Set problem: Copy the stretch of the Tuvalu passage from "Life in Tuvalu" through "simple concrete home.", swapping in "dominoes" wherever "gin rummy" appears.

Selected passage:
········
Taiwan rewards Tuvalu for its diplomatic recognition, a tiny boost in Taipei's rivalry with mainland China. It just built government offices for Tuvalu - a modest three-story center, but still an outsized presence on slender Funafuti, just 7 miles long and 600 yards of sand, coral and hardy pandanus trees at its widest.

"We've been trying from the start to hold down costs and maximize our economy," Parliament member Amasone Kilei said. "Let me assure you, it has been very, very difficult."

Kilei, from outlying Nui atoll, led an opposition bid last year to bring down Prime Minister Saufatu Sopoanga's government, the latest in a series of political scuffles that gave Tuvalu four prime ministers in three years. The square-jawed Sopoanga, an ex-civil servant, survived by delaying a Parliament session until he could woo a Kilei supporter away.

Tuvalu faces a serious challenge: The sea is encroaching, apparently because of climate change. Sopoanga's government hopes to arrange contingency evacuation plans with New Zealand, but Tuvaluans are torn.

Life in Tuvalu revolves around the Anglican-descended Church of Tuvalu; the simple fusi co-op stores that anchor each district; the local maneapa pavilions where ample ladies, hair crowned with flowers, play gin rummy into the evenings.

Tuvalu's starry evenings are peaceful. "Even the drunks are quiet," Pole O'Brien's husband of 58 years, William Ben, says.

But if the night doesn't disturb the peace, the thought of the rising sea does.

"I'd like to see them move to a safe place," Lototele Malie, 75, says of his family as he watches waves lap up just yards from his simple concrete home.

"No," says daughter-in-law Pelise Malie, 25. "We love our country. We want to stay."
········
Extracted material:
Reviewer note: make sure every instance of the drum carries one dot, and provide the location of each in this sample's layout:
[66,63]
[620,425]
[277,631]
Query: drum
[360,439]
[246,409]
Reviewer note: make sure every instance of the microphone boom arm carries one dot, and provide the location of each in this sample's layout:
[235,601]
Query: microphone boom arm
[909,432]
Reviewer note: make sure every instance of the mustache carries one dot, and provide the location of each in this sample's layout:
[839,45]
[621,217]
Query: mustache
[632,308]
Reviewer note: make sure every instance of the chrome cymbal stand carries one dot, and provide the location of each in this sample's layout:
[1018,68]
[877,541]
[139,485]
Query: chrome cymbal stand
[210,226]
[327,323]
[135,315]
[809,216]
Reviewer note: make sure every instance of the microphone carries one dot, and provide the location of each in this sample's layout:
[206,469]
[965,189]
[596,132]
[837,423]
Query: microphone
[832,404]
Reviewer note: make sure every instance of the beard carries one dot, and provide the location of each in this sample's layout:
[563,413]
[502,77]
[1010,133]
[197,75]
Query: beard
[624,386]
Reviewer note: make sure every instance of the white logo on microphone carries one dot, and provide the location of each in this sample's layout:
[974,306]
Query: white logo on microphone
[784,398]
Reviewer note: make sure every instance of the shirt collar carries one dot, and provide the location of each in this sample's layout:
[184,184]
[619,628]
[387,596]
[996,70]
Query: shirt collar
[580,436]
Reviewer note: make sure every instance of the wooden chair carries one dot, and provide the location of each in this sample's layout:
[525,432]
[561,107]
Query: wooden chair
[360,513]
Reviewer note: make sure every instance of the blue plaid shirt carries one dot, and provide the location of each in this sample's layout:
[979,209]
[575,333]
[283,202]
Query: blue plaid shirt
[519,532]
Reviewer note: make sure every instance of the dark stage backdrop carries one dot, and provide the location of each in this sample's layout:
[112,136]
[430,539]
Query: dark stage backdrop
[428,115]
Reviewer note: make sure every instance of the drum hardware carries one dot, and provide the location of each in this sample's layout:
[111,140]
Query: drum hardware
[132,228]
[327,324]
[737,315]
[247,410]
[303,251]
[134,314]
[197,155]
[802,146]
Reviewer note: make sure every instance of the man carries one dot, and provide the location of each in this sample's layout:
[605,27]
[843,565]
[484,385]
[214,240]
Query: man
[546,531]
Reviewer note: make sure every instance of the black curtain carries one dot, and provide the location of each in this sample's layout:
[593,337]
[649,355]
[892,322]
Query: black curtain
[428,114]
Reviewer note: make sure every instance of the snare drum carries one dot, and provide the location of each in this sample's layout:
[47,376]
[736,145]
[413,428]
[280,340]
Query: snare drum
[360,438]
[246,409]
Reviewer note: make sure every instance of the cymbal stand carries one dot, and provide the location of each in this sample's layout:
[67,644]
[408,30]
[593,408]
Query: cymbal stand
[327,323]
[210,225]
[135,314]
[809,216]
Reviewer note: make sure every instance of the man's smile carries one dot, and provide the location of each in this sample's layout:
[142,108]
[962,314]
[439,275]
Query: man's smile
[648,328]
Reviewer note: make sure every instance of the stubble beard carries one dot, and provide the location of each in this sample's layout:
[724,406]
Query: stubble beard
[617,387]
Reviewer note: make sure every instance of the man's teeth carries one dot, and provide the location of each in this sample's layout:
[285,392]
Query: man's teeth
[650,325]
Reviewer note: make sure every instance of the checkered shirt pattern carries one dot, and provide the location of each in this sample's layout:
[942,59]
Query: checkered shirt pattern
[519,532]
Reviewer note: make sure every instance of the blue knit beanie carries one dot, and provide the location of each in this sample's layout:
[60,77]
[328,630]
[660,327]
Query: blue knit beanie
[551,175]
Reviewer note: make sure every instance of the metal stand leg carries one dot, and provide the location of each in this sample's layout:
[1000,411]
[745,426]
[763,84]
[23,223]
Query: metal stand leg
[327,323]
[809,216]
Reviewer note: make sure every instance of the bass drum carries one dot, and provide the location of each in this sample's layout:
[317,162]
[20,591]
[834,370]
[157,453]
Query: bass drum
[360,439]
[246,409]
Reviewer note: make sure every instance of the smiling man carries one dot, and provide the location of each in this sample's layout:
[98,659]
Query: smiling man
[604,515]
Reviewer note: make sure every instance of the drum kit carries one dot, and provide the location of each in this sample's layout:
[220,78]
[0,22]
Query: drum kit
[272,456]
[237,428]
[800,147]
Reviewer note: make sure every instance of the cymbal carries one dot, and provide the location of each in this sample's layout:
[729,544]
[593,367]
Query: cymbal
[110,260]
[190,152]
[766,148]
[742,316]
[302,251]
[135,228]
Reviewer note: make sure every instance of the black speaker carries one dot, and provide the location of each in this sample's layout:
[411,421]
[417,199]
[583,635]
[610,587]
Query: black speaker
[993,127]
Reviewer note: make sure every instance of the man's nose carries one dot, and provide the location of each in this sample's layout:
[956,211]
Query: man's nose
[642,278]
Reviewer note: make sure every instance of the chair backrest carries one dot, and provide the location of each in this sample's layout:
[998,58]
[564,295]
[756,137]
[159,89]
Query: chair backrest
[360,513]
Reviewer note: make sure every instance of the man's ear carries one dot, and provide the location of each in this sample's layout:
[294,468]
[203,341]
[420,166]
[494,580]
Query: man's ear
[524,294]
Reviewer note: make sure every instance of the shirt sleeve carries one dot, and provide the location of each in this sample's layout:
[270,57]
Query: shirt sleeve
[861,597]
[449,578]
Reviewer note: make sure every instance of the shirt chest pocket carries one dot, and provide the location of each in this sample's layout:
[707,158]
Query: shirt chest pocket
········
In response:
Life in Tuvalu revolves around the Anglican-descended Church of Tuvalu; the simple fusi co-op stores that anchor each district; the local maneapa pavilions where ample ladies, hair crowned with flowers, play dominoes into the evenings.

Tuvalu's starry evenings are peaceful. "Even the drunks are quiet," Pole O'Brien's husband of 58 years, William Ben, says.

But if the night doesn't disturb the peace, the thought of the rising sea does.

"I'd like to see them move to a safe place," Lototele Malie, 75, says of his family as he watches waves lap up just yards from his simple concrete home.